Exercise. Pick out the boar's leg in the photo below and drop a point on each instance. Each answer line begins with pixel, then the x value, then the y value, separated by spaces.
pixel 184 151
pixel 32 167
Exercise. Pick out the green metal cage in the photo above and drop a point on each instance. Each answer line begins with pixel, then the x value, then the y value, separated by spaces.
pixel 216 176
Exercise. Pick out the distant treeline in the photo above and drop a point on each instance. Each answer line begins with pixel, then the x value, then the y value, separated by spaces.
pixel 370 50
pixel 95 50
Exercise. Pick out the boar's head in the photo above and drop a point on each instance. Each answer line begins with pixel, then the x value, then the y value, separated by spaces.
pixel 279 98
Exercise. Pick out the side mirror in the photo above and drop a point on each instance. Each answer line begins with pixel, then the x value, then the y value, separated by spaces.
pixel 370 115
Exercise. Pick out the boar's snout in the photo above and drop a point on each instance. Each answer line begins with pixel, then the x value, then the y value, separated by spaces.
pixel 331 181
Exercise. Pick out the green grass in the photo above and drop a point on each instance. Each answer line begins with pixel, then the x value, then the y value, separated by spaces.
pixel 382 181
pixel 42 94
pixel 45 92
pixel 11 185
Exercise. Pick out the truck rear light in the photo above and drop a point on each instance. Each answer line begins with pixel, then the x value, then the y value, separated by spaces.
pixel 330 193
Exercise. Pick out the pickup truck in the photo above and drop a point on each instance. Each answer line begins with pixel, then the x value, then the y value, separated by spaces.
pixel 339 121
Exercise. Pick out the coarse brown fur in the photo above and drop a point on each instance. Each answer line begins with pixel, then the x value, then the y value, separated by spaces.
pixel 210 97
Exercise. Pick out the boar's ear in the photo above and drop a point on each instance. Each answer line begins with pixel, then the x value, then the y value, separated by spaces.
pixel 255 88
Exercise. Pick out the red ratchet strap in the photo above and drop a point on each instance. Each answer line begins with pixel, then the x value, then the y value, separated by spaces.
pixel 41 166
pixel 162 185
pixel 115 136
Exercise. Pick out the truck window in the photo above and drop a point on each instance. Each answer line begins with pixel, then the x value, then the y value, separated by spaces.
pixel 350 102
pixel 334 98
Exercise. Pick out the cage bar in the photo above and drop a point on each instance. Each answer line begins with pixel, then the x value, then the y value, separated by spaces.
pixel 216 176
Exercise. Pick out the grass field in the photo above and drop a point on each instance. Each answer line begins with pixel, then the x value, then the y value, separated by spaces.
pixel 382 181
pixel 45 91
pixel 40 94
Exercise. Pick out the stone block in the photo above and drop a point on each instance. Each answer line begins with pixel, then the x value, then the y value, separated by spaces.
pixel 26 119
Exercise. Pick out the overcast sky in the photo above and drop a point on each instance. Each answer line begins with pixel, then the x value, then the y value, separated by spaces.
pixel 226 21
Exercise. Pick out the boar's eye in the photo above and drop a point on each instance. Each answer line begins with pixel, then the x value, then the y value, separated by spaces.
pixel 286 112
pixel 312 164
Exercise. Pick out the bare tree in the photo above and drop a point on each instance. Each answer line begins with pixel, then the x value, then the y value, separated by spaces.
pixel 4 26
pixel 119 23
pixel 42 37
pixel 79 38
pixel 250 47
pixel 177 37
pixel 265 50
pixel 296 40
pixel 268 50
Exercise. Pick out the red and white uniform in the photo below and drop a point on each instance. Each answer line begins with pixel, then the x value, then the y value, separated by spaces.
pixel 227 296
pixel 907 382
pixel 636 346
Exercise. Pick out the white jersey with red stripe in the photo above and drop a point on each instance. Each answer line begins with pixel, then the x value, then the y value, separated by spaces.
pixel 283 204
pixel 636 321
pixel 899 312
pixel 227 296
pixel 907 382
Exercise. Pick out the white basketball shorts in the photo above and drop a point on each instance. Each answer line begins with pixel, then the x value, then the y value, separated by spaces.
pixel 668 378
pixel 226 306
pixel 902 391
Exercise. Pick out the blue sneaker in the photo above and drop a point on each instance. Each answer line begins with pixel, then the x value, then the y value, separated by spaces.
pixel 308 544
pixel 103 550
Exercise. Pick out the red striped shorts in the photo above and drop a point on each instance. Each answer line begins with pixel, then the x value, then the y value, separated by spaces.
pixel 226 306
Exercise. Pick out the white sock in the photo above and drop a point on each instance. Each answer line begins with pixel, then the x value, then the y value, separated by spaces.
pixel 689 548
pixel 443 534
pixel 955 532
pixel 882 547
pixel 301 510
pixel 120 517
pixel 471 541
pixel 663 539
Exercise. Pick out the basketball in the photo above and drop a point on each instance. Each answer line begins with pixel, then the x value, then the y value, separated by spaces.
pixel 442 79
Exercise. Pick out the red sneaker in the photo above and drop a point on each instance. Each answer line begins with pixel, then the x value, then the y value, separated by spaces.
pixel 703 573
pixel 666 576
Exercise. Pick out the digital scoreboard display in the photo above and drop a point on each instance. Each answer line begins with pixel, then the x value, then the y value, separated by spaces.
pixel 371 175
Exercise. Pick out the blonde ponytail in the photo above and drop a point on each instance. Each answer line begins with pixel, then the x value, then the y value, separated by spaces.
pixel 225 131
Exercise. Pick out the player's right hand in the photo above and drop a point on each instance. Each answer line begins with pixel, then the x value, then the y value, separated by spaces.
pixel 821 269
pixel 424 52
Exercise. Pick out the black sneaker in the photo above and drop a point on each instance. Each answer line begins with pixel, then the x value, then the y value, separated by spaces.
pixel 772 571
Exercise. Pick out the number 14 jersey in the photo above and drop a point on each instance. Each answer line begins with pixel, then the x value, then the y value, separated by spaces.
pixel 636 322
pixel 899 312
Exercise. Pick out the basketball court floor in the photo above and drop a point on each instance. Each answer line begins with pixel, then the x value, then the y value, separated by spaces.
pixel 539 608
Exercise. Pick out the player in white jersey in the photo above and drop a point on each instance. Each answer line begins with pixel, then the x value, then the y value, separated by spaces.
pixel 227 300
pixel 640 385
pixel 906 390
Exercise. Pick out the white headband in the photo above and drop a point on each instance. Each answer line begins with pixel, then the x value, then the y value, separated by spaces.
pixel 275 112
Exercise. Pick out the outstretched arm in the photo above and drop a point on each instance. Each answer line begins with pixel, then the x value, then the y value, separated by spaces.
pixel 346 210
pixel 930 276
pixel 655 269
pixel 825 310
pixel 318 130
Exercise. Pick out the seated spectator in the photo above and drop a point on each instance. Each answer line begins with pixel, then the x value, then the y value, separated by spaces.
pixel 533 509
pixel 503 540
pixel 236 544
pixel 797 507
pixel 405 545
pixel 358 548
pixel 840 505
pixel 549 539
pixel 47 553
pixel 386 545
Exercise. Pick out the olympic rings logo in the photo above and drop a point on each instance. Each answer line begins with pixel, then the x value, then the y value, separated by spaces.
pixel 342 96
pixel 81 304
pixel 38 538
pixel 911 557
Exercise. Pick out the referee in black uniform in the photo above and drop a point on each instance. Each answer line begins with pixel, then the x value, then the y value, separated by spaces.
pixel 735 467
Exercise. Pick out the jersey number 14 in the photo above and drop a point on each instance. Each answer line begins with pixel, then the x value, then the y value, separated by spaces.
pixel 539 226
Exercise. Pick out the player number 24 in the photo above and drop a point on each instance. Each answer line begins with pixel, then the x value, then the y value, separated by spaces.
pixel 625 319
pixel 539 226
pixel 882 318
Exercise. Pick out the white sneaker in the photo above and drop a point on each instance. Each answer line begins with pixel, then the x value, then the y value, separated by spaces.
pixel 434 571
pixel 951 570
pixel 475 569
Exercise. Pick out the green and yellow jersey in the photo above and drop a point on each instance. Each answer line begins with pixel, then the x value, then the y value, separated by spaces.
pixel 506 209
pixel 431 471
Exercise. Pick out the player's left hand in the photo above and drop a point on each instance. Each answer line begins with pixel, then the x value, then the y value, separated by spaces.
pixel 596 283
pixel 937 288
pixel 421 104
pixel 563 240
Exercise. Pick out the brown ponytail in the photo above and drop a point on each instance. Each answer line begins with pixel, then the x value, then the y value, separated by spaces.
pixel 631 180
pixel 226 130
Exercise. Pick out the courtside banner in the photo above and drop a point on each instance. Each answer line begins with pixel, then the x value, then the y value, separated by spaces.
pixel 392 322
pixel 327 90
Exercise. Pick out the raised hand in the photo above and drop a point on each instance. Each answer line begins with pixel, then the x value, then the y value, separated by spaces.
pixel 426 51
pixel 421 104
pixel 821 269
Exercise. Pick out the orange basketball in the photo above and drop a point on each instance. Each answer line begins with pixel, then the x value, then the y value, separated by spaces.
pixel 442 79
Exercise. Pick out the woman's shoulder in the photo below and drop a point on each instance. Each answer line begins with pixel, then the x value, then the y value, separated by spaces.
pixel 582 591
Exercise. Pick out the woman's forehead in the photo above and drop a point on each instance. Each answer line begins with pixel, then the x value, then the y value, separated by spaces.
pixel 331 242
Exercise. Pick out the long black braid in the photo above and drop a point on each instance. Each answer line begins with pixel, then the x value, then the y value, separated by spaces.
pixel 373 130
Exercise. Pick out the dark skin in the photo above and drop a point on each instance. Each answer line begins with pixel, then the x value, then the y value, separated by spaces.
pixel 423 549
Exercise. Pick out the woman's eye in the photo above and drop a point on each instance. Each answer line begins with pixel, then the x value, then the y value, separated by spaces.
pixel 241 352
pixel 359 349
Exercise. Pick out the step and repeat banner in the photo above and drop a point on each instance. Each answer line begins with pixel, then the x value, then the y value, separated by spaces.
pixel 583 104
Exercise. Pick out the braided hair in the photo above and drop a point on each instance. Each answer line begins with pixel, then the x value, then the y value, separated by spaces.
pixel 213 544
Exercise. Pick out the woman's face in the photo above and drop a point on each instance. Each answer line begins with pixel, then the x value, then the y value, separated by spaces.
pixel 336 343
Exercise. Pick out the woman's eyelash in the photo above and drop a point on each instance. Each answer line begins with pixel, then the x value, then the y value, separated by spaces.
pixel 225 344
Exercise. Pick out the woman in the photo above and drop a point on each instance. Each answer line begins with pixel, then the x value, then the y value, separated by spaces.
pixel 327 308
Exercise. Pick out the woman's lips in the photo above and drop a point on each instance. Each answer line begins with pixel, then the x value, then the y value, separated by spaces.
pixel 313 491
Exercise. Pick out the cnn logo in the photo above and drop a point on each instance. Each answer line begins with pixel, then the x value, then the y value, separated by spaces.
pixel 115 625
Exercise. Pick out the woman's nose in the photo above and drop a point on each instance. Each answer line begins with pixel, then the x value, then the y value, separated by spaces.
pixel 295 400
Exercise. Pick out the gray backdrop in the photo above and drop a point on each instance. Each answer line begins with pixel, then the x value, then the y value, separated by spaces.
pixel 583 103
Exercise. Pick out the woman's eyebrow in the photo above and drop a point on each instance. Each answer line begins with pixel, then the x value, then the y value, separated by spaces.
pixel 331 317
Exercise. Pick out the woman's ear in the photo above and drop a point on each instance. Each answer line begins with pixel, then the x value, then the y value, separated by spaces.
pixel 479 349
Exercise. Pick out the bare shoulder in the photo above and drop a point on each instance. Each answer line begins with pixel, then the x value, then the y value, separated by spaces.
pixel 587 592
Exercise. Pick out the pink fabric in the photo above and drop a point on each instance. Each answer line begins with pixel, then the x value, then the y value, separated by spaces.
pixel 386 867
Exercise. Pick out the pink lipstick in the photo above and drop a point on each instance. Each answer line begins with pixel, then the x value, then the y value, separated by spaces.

__________________________________________________

#### [INSTRUCTIONS TO FOLLOW]
Retype the line containing "Exercise. Pick out the woman's ear" and all the lines after it, ending with the final line of the material, exactly.

#### [REPLY]
Exercise. Pick out the woman's ear in the photo above and drop a point on each instance. Each answer line begins with pixel, then the x value, then the y value, separated by spaces.
pixel 479 349
Exercise. Pick out the bare shoulder in the photo above and drop a point on each instance. Each answer line begins with pixel, then the x value, then the y value, separated by spaces.
pixel 587 592
Exercise. Pick out the pink fabric in the photo above and drop a point on each instance. Each answer line begins with pixel, then the x value, then the y value, separated by spaces.
pixel 386 867
Exercise. Pick out the pink lipstick in the photo above and drop a point on each instance. Each answer line begins with pixel, then the x value, then the y value, separated by spaces.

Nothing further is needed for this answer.